■ **REQUIRED ACTIONS**:
#1 Rewrite the passage of the elephant poaching report between "Christian Samper, WCS" and "population of 40,000.", inclusive, replacing "illegal ivory trade" with "unlawful ivory trade".
#2 Pick out every line of the entries that contains the string "rialto", matching case exactly.

■ **EXTRACTED TEXT**:
------------
One park in Africa has lost 11,000 elephants to ivory poachers, the Wildlife Conservation Society has said.

Two thirds of the elephant population in Gabon's Minkebe Park have been slaughtered by poachers in less than 10 years, its survey found.

The park was once home to the largest elephant population in Africa but a recent survey by the WCS, WWF and Agence Nationale des parcs Nationaux, has shown most of the animals have been killed since 2004.

The WCS estimates that most of the 11,000 elephants were poached in the last five years.

Christian Samper, WCS president and CEO, said: "This sad news from Gabon confirms that without a global commitment, great elephant populations will soon become a thing of the past

"We believe that elephants can still be saved - but only if nations greatly increase their efforts to stop poaching while eliminating the illegal ivory trade through better enforcement and reduced demand."

Gabon is home to over half of the forest elephants in Africa, with a population of 40,000.
------------
■ **RECORDS TO PROCESS**:
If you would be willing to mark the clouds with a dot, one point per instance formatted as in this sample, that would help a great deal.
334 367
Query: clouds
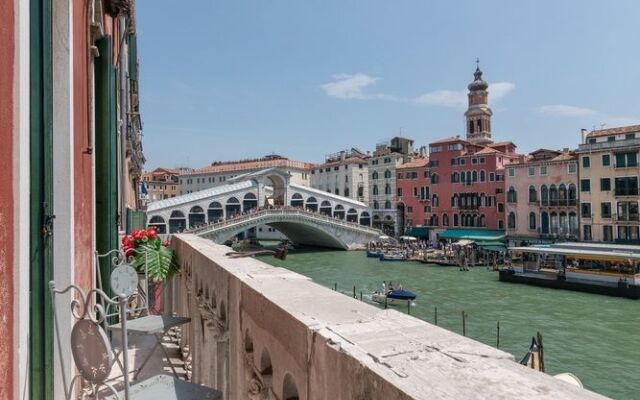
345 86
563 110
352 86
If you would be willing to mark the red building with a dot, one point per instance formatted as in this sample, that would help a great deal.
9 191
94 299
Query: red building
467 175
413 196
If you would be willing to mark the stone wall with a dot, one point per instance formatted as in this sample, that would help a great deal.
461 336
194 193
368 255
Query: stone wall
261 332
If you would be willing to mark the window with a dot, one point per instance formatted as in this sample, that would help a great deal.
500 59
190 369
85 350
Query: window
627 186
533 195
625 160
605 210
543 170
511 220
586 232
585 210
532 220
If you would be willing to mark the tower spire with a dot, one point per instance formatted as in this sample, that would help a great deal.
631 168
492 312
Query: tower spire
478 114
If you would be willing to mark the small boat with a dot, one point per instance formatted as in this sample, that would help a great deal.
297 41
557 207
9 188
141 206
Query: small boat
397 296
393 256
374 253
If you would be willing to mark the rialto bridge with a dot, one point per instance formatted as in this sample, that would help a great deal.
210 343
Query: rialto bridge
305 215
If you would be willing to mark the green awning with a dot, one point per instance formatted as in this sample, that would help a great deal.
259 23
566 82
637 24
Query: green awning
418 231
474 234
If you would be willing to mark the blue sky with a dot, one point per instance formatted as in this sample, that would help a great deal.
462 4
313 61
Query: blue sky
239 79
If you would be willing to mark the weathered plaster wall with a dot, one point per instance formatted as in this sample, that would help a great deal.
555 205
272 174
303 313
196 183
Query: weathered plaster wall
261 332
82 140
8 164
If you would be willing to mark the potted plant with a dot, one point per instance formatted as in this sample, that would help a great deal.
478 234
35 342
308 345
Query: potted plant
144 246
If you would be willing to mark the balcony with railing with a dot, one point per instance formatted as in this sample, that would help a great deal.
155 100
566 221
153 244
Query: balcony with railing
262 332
------------
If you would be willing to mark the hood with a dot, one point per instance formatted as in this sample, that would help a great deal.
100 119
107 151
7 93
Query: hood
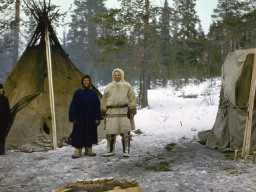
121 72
------------
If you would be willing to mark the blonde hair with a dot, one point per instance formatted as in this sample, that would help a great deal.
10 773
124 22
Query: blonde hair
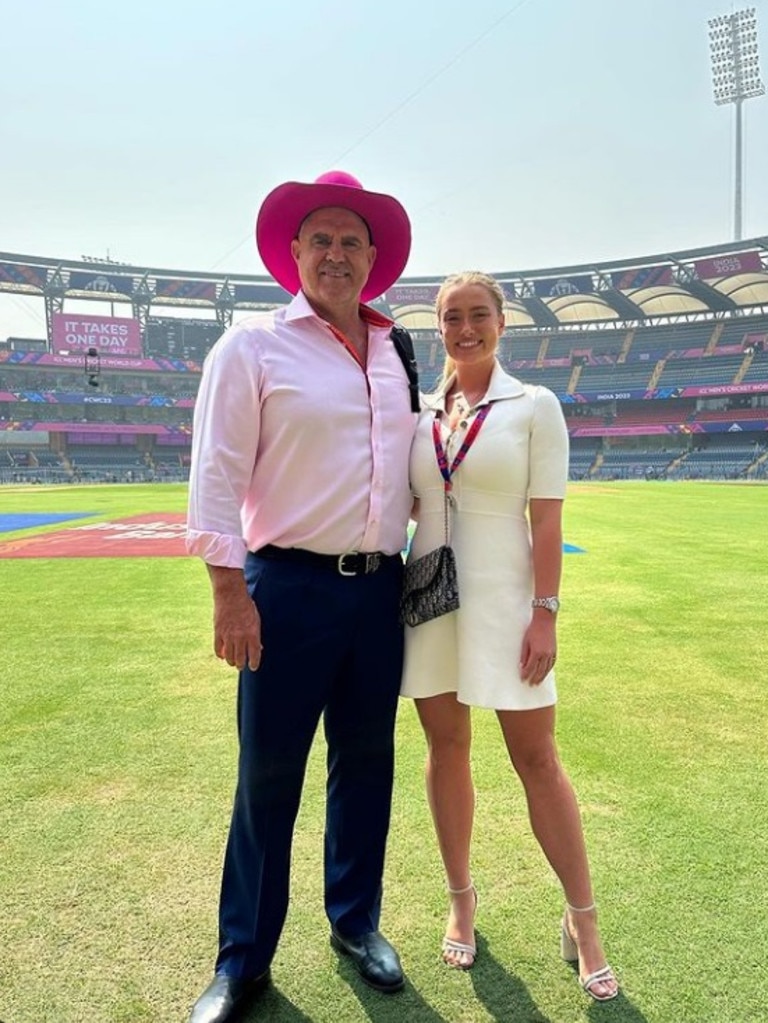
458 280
------------
■ **EXPECTED RESULTS**:
#1
Christian Samper, WCS president and CEO, said: "This sad news from Gabon confirms that without a global commitment, great elephant populations will soon become a thing of the past

"We believe that elephants can still be saved - but only if nations greatly increase their efforts to stop poaching while eliminating the unlawful ivory trade through better enforcement and reduced demand."

Gabon is home to over half of the forest elephants in Africa, with a population of 40,000.

#2
If you would be willing to mark the rialto bridge with a dot, one point per instance formatted as in this sample, that would help a great deal.
Query: rialto bridge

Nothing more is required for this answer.